Start of MATERIAL FOR THE TASK

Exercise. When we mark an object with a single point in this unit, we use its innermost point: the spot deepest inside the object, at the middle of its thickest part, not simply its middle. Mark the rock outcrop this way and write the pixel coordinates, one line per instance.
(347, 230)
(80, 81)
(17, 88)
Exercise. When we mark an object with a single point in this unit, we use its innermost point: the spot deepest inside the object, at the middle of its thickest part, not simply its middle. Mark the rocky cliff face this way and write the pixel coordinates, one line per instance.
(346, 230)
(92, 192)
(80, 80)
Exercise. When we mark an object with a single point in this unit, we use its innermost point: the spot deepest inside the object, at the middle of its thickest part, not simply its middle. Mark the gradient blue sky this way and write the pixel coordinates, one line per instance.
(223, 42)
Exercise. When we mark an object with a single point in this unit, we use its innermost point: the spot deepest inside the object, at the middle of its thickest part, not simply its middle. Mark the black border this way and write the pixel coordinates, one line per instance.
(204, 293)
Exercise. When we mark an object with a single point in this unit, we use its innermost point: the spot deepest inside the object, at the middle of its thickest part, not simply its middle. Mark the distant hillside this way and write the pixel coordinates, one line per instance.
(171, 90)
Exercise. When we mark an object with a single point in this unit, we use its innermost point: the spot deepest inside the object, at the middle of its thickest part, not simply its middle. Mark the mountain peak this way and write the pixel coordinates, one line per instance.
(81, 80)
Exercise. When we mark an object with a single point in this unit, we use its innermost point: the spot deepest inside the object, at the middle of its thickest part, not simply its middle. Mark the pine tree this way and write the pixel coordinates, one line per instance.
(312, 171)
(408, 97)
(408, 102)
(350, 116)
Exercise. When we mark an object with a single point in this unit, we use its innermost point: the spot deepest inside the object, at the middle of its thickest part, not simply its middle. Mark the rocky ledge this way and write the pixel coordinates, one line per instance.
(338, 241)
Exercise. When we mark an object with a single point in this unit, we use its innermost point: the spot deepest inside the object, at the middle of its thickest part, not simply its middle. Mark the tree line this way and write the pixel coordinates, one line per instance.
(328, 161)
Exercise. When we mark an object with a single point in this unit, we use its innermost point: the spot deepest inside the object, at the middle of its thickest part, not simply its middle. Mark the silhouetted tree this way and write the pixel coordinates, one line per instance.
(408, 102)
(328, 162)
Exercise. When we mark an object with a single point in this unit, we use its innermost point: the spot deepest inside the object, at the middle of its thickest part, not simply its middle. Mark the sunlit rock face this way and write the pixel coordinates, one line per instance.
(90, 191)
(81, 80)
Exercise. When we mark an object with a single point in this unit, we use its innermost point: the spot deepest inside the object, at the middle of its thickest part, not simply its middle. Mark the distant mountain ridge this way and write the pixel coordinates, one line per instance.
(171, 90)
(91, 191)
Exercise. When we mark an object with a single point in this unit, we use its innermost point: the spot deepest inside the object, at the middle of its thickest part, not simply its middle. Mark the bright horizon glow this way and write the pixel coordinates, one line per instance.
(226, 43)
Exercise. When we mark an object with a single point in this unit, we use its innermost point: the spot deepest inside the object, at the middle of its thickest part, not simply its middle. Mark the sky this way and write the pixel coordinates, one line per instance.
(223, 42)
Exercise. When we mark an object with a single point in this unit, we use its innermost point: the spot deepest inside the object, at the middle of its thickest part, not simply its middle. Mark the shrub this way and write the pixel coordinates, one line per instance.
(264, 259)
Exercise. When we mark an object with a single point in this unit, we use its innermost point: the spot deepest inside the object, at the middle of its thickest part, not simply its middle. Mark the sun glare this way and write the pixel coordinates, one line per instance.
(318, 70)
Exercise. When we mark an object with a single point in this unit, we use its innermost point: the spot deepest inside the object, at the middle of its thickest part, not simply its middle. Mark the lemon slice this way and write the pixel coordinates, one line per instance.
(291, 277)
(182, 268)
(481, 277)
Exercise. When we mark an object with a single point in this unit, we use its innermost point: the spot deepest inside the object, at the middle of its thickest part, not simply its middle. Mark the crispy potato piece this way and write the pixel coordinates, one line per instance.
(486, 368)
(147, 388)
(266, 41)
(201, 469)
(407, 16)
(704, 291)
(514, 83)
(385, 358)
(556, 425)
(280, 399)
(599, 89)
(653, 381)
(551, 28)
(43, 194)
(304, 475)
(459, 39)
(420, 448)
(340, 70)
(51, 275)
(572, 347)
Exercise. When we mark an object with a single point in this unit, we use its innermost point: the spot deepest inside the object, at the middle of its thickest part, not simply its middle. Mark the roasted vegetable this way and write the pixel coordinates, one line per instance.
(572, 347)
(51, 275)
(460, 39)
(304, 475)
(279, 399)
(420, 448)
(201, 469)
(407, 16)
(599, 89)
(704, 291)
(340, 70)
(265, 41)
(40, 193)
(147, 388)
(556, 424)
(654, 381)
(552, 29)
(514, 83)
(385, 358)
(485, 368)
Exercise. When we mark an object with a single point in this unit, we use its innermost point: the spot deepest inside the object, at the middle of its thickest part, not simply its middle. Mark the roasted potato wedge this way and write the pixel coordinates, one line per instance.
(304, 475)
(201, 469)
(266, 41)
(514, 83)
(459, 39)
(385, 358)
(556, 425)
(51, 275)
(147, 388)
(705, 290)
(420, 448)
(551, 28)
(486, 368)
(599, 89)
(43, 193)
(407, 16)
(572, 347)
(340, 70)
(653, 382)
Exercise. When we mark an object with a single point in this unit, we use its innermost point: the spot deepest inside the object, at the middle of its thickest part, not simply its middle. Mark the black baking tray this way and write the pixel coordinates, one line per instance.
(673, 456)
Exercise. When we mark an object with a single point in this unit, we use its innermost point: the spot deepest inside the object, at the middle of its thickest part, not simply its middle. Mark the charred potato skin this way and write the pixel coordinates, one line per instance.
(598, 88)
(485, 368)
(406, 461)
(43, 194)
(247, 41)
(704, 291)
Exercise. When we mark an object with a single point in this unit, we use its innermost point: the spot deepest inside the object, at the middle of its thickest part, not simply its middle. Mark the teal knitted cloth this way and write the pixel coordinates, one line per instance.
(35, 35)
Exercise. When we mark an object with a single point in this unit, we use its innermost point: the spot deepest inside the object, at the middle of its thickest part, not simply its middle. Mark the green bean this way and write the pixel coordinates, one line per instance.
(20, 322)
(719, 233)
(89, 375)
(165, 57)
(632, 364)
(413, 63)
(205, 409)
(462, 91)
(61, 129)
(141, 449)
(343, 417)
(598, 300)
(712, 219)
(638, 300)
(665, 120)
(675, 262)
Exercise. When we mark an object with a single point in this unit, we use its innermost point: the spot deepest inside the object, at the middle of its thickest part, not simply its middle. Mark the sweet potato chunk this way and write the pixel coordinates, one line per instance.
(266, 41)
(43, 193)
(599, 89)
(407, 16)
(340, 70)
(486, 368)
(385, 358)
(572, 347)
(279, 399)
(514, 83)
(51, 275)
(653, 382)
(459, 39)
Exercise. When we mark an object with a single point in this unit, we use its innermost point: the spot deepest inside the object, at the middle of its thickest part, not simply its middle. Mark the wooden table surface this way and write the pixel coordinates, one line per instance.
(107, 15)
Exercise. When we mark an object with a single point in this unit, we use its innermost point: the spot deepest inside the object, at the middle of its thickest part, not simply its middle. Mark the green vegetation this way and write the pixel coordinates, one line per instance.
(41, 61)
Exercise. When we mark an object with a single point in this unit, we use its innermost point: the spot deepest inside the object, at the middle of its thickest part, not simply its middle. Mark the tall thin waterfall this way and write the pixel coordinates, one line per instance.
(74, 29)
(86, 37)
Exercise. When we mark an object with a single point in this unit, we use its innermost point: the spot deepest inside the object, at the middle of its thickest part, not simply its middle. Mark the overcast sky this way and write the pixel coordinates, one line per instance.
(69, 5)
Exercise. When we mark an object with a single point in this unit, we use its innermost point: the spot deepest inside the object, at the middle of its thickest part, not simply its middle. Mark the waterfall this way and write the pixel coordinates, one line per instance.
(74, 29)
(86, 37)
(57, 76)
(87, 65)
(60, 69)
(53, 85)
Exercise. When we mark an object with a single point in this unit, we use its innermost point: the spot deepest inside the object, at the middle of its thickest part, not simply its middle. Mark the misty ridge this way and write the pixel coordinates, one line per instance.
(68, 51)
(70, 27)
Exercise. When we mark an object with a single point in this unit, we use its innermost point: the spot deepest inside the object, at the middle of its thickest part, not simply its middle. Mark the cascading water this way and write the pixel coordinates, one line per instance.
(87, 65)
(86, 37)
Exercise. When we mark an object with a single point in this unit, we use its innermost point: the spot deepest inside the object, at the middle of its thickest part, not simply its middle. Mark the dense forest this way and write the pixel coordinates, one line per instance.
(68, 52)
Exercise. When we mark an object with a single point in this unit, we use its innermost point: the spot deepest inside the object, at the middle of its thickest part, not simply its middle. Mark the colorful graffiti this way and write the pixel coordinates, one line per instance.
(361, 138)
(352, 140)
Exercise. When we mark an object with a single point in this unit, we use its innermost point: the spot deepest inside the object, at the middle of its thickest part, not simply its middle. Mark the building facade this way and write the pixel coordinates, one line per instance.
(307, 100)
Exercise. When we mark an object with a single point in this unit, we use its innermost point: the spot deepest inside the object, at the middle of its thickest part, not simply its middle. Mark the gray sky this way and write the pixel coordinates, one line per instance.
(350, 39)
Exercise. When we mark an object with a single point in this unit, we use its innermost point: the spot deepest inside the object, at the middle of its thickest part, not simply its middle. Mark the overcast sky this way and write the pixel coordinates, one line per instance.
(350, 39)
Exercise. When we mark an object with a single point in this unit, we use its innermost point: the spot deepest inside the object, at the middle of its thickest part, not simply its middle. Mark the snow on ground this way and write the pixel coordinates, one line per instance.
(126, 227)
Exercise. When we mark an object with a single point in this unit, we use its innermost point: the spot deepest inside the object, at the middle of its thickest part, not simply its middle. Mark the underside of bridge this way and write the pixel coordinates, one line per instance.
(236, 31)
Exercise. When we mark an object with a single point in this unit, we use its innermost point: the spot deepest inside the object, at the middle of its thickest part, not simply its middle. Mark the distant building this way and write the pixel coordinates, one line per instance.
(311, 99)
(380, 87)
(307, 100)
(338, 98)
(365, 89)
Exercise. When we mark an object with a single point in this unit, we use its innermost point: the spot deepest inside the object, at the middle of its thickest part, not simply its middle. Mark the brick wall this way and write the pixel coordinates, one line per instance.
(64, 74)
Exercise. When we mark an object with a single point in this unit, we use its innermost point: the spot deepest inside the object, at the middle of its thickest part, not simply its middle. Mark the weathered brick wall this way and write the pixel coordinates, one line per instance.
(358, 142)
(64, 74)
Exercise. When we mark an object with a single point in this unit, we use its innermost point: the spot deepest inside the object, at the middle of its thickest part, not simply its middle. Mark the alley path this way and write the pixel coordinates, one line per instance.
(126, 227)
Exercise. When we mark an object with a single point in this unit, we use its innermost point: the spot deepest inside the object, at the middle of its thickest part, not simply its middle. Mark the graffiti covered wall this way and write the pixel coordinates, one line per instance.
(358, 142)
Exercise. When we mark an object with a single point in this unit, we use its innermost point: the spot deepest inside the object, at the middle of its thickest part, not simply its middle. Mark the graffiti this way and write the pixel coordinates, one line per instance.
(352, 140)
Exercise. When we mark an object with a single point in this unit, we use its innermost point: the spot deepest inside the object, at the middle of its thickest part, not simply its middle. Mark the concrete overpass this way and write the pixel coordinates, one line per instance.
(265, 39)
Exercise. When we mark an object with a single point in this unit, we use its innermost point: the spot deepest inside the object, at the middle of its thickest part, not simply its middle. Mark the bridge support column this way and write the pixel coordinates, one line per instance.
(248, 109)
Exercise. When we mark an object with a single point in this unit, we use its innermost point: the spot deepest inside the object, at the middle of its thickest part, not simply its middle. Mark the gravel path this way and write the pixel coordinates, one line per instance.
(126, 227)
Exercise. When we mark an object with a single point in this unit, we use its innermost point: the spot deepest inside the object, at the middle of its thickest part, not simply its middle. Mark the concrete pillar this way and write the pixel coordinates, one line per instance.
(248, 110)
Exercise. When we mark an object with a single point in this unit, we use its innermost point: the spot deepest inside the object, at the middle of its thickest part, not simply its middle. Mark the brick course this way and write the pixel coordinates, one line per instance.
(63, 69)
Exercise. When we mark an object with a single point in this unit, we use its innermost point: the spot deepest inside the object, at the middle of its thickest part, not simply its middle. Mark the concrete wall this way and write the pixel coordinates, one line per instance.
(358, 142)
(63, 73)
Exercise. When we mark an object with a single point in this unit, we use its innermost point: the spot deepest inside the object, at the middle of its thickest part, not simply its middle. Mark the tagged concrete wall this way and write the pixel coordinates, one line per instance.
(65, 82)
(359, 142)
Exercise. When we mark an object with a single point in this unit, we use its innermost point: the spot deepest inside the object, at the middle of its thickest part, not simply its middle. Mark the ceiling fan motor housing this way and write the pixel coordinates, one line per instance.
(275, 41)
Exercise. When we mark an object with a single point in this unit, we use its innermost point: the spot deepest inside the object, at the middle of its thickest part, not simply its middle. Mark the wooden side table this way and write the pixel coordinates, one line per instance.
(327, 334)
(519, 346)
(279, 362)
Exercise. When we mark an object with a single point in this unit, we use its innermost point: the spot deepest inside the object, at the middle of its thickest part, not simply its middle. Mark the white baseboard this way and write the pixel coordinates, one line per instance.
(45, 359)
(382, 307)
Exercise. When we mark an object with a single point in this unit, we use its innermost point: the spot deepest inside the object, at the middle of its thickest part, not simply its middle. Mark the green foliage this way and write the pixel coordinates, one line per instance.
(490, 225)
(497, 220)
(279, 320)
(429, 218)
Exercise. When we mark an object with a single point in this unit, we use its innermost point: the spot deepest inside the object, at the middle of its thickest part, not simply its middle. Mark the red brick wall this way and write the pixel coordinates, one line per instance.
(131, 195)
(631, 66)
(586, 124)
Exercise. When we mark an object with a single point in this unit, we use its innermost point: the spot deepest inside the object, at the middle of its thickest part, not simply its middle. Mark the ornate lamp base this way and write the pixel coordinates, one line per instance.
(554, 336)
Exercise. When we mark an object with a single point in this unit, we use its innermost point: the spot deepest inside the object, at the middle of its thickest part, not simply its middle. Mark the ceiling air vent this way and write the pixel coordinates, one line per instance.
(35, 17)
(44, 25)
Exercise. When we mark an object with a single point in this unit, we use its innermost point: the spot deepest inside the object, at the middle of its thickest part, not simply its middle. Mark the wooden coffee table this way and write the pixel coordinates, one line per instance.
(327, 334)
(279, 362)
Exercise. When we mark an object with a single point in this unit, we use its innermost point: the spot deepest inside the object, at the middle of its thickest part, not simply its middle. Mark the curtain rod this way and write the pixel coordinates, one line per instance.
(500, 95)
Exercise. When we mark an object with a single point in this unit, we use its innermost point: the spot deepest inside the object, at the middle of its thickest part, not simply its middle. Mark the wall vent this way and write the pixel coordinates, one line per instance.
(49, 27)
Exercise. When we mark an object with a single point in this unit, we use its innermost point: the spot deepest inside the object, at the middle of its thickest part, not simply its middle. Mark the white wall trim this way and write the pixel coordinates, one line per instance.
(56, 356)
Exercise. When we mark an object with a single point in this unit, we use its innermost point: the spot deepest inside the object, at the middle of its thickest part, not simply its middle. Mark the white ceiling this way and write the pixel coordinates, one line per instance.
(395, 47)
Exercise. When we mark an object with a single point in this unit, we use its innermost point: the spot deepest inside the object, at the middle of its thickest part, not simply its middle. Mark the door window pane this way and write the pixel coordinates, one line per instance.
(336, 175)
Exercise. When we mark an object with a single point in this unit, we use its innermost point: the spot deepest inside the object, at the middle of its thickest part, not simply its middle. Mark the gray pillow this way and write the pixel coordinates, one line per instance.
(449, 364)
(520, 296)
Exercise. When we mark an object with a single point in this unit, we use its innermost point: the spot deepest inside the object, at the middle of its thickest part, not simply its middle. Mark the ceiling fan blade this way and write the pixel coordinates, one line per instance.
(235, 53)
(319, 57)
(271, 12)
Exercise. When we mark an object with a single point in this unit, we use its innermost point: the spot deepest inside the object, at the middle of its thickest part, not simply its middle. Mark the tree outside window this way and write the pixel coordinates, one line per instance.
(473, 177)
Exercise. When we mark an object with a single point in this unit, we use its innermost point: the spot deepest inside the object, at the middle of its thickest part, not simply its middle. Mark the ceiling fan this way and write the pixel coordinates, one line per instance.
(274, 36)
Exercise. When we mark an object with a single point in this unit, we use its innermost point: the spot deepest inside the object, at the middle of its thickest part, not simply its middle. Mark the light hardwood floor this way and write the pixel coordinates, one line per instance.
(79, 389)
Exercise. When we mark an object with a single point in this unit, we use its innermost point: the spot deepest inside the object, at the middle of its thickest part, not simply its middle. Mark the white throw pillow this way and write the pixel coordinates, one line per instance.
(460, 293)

End of MATERIAL FOR THE TASK

From the line that contains "the tree outside" down to the last line of the listing above, repeat each line exactly, and include nothing else.

Exercise. When we mark an object with a single point in this unit, we use its innermost point: the spot deepest inside the object, at the middle of its thickest part, not simply its middle. Mark the tree outside window this way and write the pixel coordinates, one line per instance.
(473, 177)
Exercise. When we mark an object with a single point in this unit, we use its innermost point: the spot deepest inside the object, at the middle of its thickest part, not simply its middle. Mark the ceiling fan this way and write the pixel coordinates, one line per instance.
(274, 36)
Exercise. When we mark an object with a single point in this unit, we use its innermost point: the spot deepest inside the object, at the middle of its thickest part, not simply its middle. Mark the light hardwood floor this way and write the pixel coordinates, one line per instance.
(79, 389)
Exercise. When we mark an object with a single point in this unit, we use its innermost point: the spot deepest inside the object, at the middle of its thickest part, not simply its middle. Mark the white throw pillow this way and write the pixel coordinates, one line per instance.
(460, 293)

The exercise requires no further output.